• [Document]:
╭──
Jump to content
 

Trueness, or otherwise, of Gibson and Romfords


97xx
 Share

Recommended Posts

Just been rebuilding a scratchbuilt chassis I made as a teen for an equally scratchbuilt 36xx. It had a bit of a 'lope' - long wheelbase of the 2-4-2 (and thus 0-4-0 chassis for modelling purposes) accentuated what was a slightly out of square Romford. Try as I might I could not 'true' it - even skimmed a thou or so off of the boss to ensure a new face. Think the tyre was the culprit, being slightly out of truu on the (insulated) diecast rim. Couldn't budge it to do anything.

 

Gave up and as I wanted to change a few other bits ended up buying Gibson wheels, rods, crankpins and plungers.

 

Fitted the Gibsons using a milling vice and jig to assure 100% squareness. All usual precautions to ensure eased and cleaned axle ends etc.

 

Well, they're not square. Both axles have a slight wobble on at least one wheel. That's problem one. Pressed the axle out and retried, no better.

 

Second problem was having faffed about with the rods, it became clear that the 'nut' that holds them on was bored off-centre. Doing it up therefore nipped down the rod to the top hat bush. Opened it all out a tad and ended up with a working chassis.

 

My question is - are these Gibsons ever ABSOLUTELY square? To be fair, probably two of my four are - and before anyone asks the two that are not weren't the last man on to the axle. This was all done VERY carefully. 

 

Second question - should I have bought Romfords? Although given the mixture of diecast boss, steel axle and nickel silver rim AND insulator, plus the fact that one wasn't true on my original build tempted me to try Gibsons for first time.

 

Finally any advice on squaring the Gibsons up? They just seem to 'spring' back to whatever out of true they were...!

 

Thanks.
╰──
• [Stated exercise 1]: Transcribe the forum post word for word, starting with "Second question - should" and going on through "true they were...!".
• [Stated exercise 2]:
Decide whether each statement agrees with the forum post. Answer yes or no for each, and quote the words of the post that decide it.
(a) The writer built the original chassis as a teenager.
(b) The writer fitted the Gibson wheels by hand, without a jig.
(c) Pressing the axle out and fitting it again cured the wobble.
• [Stated exercise 3]:
Answer these questions from the forum post.
(a) What wheel arrangement does the post give for the 36xx?
(b) What fault did the writer find in the nut that holds the rods on?
(c) According to the writer, how many of the four Gibson wheels are probably square?
Use only the forum post to complete this work.

• [Given material]:
╭──
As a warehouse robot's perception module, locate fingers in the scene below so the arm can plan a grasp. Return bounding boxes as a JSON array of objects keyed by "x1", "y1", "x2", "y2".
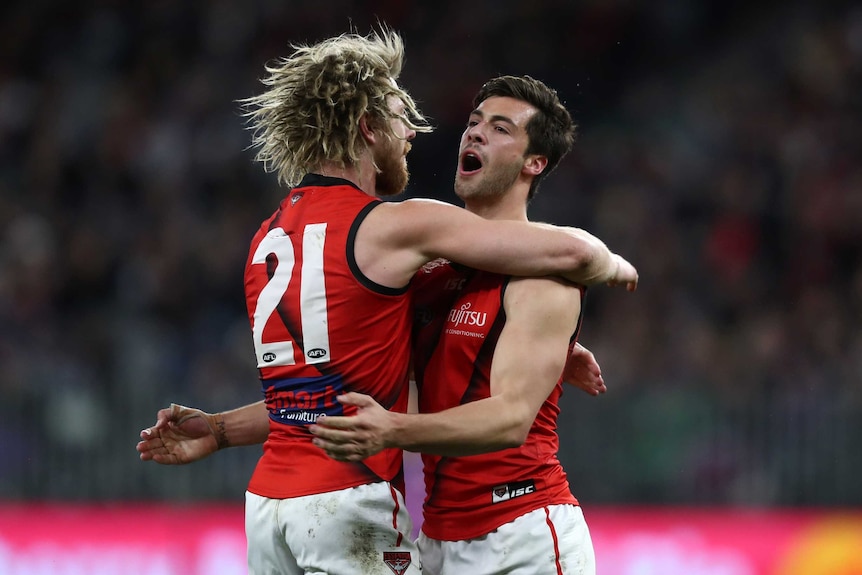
[{"x1": 336, "y1": 391, "x2": 377, "y2": 407}]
╰──
• [Complete answer 1]:
Second question - should I have bought Romfords? Although given the mixture of diecast boss, steel axle and nickel silver rim AND insulator, plus the fact that one wasn't true on my original build tempted me to try Gibsons for first time.

 

Finally any advice on squaring the Gibsons up? They just seem to 'spring' back to whatever out of true they were...!

• [Complete answer 2]:
(a) Yes: "a scratchbuilt chassis I made as a teen"
(b) No: "Fitted the Gibsons using a milling vice and jig to assure 100% squareness."
(c) No: "Pressed the axle out and retried, no better."

• [Complete answer 3]:
(a) 2-4-2
(b) It was bored off-centre.
(c) Two